=== Section Start ===

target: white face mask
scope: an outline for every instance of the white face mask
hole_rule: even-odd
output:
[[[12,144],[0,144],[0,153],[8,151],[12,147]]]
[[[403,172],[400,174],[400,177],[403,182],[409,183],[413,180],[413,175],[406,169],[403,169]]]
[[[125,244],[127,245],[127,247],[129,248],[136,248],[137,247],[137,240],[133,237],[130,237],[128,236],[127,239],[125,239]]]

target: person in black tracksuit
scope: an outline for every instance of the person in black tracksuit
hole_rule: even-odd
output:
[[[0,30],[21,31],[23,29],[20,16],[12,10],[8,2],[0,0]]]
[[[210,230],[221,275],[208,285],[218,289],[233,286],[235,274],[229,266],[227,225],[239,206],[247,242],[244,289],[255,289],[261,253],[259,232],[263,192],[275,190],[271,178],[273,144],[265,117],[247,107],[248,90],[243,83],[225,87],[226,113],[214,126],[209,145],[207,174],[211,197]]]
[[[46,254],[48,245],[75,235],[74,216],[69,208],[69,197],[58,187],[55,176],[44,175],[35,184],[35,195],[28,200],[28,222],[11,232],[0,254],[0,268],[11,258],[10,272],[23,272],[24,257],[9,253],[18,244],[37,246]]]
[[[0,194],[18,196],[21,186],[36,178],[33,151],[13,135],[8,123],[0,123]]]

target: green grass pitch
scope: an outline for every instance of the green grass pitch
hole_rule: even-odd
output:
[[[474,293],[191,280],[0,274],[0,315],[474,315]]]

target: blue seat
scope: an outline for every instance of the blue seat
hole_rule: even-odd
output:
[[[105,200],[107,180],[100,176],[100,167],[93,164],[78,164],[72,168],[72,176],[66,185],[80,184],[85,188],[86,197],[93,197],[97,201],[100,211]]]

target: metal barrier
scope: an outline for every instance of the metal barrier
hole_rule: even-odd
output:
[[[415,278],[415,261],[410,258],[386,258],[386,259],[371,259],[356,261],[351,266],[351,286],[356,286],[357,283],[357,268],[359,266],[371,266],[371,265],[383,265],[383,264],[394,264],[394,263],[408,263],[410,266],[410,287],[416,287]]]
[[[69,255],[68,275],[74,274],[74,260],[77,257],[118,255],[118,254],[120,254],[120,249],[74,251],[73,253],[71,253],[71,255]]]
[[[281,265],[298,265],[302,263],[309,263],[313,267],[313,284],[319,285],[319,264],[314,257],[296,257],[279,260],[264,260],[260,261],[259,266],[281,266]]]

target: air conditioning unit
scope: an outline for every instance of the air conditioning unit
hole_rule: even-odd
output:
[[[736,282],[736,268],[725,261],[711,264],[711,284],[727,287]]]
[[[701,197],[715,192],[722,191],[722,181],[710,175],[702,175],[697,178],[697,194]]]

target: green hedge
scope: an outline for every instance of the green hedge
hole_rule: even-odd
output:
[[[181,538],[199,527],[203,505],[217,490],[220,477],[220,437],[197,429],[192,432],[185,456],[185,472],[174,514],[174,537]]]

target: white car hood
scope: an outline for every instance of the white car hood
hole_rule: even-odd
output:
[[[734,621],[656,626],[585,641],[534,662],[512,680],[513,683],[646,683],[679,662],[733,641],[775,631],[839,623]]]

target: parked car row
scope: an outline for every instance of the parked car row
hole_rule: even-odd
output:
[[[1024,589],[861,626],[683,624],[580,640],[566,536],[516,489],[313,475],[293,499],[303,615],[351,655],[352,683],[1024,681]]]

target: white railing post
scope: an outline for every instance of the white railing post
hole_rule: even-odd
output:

=== Section End ===

_DIRECTIONS FOR THIS TASK_
Your reply must repeat the records above exactly and in full.

_SOLUTION FOR THIS EXERCISE_
target: white face mask
scope: an outline for every instance of the white face mask
hole_rule: even-odd
output:
[[[12,144],[0,144],[0,153],[8,151],[12,147]]]
[[[403,172],[400,174],[400,177],[403,182],[409,183],[413,180],[413,175],[406,169],[403,169]]]
[[[125,244],[127,245],[127,247],[129,248],[136,248],[137,247],[137,240],[133,237],[130,237],[128,236],[127,239],[125,239]]]

target: person in black tracksuit
scope: an outline for every instance of the person in black tracksuit
hole_rule: even-odd
output:
[[[0,30],[21,31],[23,29],[20,16],[12,10],[8,2],[0,0]]]
[[[210,230],[221,275],[208,285],[218,289],[233,286],[235,274],[229,266],[227,225],[239,206],[247,242],[244,289],[255,289],[261,253],[259,232],[263,192],[275,190],[271,178],[273,144],[265,117],[247,107],[248,90],[243,83],[225,87],[226,113],[214,126],[209,145],[207,174],[211,197]]]
[[[46,254],[48,245],[75,235],[74,216],[69,208],[69,197],[58,187],[55,176],[44,175],[35,184],[35,195],[28,200],[28,222],[11,232],[0,254],[0,268],[11,258],[10,272],[23,272],[24,257],[9,253],[18,244],[37,246]]]
[[[0,194],[18,196],[21,186],[36,178],[33,151],[13,135],[8,123],[0,123]]]

target: green grass pitch
scope: an outline for every instance of the green grass pitch
hole_rule: even-odd
output:
[[[474,293],[191,280],[0,274],[0,315],[474,315]]]

target: blue seat
scope: an outline for every instance of the blue seat
hole_rule: even-odd
output:
[[[105,200],[107,180],[100,176],[100,167],[93,164],[78,164],[72,168],[72,176],[66,185],[80,184],[85,188],[86,197],[93,197],[97,201],[100,211]]]

target: metal barrier
scope: an outline for every instance of the metal barrier
hole_rule: even-odd
output:
[[[415,278],[415,261],[410,258],[386,258],[386,259],[371,259],[356,261],[351,266],[351,286],[356,286],[357,283],[357,268],[359,266],[371,266],[371,265],[383,265],[383,264],[394,264],[394,263],[408,263],[410,266],[410,287],[416,287]]]
[[[69,255],[68,275],[74,274],[74,260],[77,257],[118,255],[118,254],[120,254],[120,249],[74,251],[73,253],[71,253],[71,255]]]
[[[281,265],[298,265],[302,263],[309,263],[313,267],[313,284],[319,285],[319,264],[314,257],[296,257],[279,260],[264,260],[260,261],[259,266],[281,266]]]

target: air conditioning unit
scope: an outline for every instance of the air conditioning unit
hole_rule: even-odd
output:
[[[736,282],[736,268],[725,261],[711,264],[711,284],[727,287]]]
[[[701,197],[715,192],[722,191],[722,181],[710,175],[702,175],[697,178],[697,194]]]

target: green hedge
scope: an outline for every instance of the green hedge
hole_rule: even-odd
output:
[[[181,538],[199,527],[203,505],[217,490],[220,477],[220,437],[197,429],[192,432],[185,456],[185,472],[174,514],[174,537]]]

target: white car hood
scope: an outline for every instance of the white car hood
hole_rule: even-odd
output:
[[[734,621],[656,626],[585,641],[534,662],[512,680],[513,683],[646,683],[679,662],[733,641],[775,631],[839,623]]]

target: parked car row
scope: an outline for every instance of the parked car row
hole_rule: even-odd
output:
[[[1024,589],[861,626],[683,624],[580,640],[566,536],[516,489],[313,475],[293,499],[303,615],[351,655],[352,683],[1024,681]]]

target: white railing post
scope: an outline for every instance of the white railing post
hole_rule: even-odd
output:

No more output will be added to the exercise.